--- BRIEF A ---
In the essay about Lent and a fall, what medical term does the writer give for what happened?
--- BRIEF B ---
Carry on the essay about Lent and the fall from the point where the text stops.

--- SELECTED EXCERPT ---
+++
For Christians, Lent is a time to remember our dependance on God through our prayers, fasting and assisting others.
During Lent and not long after I had a craniotomy, a friend left a message hoping I was having a meaningful Lent. My friend had no idea how unusual this Lent was for me.
The Lenten experience I had was enhanced by a fall I had in January.
After testifying at a state senate hearing, I was dwelling on how abortion may soon be allowed up to birth with no restrictions. In retrospect, I focused too intently about what was likely and what did occur.
Before I got out of bed on a Saturday morning, I had envisioned how excruciatingly painful it would be for a child in the womb to be dismembered.
After fitfully sleeping I rose out of bed and remember trying to walk and feeling faint. The next thing I knew Mary, my wife, was asking me if I am all right. The best explanation I can give for my fall was from the distress of imagining the horrific pain that can be caused by abortion; In medical terms, what happened to me was a vasovagal syncope episode.
Mary said I made a loud “thud” and just missed the wall of our bedroom.
When I came to, I had a dislocated finger on my right hand and carpet burns by my left eye. After pulling my finger back into place, I was tired, but thought I was fine.
+++
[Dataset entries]
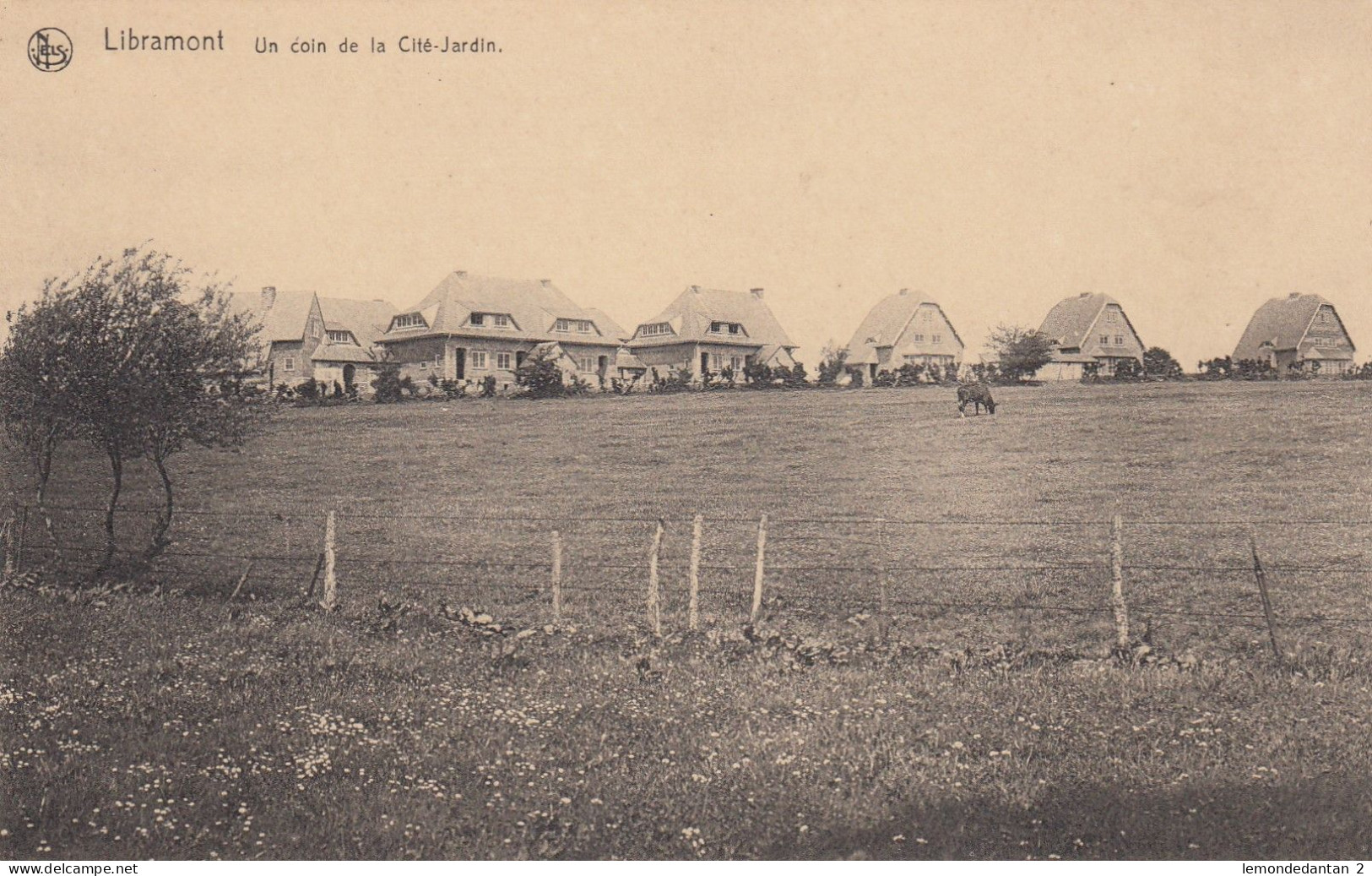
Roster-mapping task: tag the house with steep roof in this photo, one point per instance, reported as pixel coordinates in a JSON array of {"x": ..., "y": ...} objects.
[
  {"x": 1084, "y": 329},
  {"x": 471, "y": 327},
  {"x": 709, "y": 329},
  {"x": 1299, "y": 333},
  {"x": 329, "y": 340},
  {"x": 903, "y": 329}
]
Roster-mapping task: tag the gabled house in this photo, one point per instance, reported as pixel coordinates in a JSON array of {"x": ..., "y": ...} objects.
[
  {"x": 1295, "y": 333},
  {"x": 1084, "y": 329},
  {"x": 711, "y": 329},
  {"x": 903, "y": 329},
  {"x": 471, "y": 327},
  {"x": 329, "y": 340}
]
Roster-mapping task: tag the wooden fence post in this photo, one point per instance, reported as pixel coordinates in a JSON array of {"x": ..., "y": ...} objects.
[
  {"x": 654, "y": 608},
  {"x": 18, "y": 548},
  {"x": 882, "y": 570},
  {"x": 7, "y": 537},
  {"x": 693, "y": 604},
  {"x": 757, "y": 573},
  {"x": 331, "y": 585},
  {"x": 557, "y": 577},
  {"x": 1121, "y": 608},
  {"x": 1266, "y": 601},
  {"x": 243, "y": 579}
]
+++
--- REPLY A ---
A vasovagal syncope episode.

--- REPLY B ---
However, the fall caused an infection on my eyebrow and eyelid. I was given an antibiotic, but I was unable to see an eye specialist right away. My infection by my eyebrow and lid became unsightly. When leaving church, I noticed a woman who seemed to be fixated on my eye. I felt like an exhibit in a zoo.
The next day at a store I saw a young man with a facial disfigurement. I told myself that I wasn’t going to stare at him, but that if he saw me, he might notice my own facial impairment. After several minutes, I looked up: the young man was looking at me, smiling and waving. I smiled and waved back. I thought of my new friendship as a blessing and a silver lining after my fall.
The first time I knew something might be seriously wrong was when my legs felt “off.” Then I had to grab a store shelf because for a few minutes I couldn’t walk or even move my leg. This was a new, humbling experience. That evening, I spoke with a retired physician friend, and he told me “If you don’t go to the ER or get a CT scan, I will sit next to Mary at your funeral.” The next day I had a CT scan and thankfully have avoided the funeral.
The scan showed mostly old blood but some new. My options were to wait (not recommended), embolization—a procedure that goes through the femoral artery to the brain to stop the bleeding—and a craniotomy, which involves more risk, removing part of the skull and replacing it.
I chose embolization, which was successful. But they found more blood than they initially thought. So, now a craniotomy was recommended the next day to prevent possible permanent damage.
It is a strange feeling to see and talk with someone who will soon look at your brain.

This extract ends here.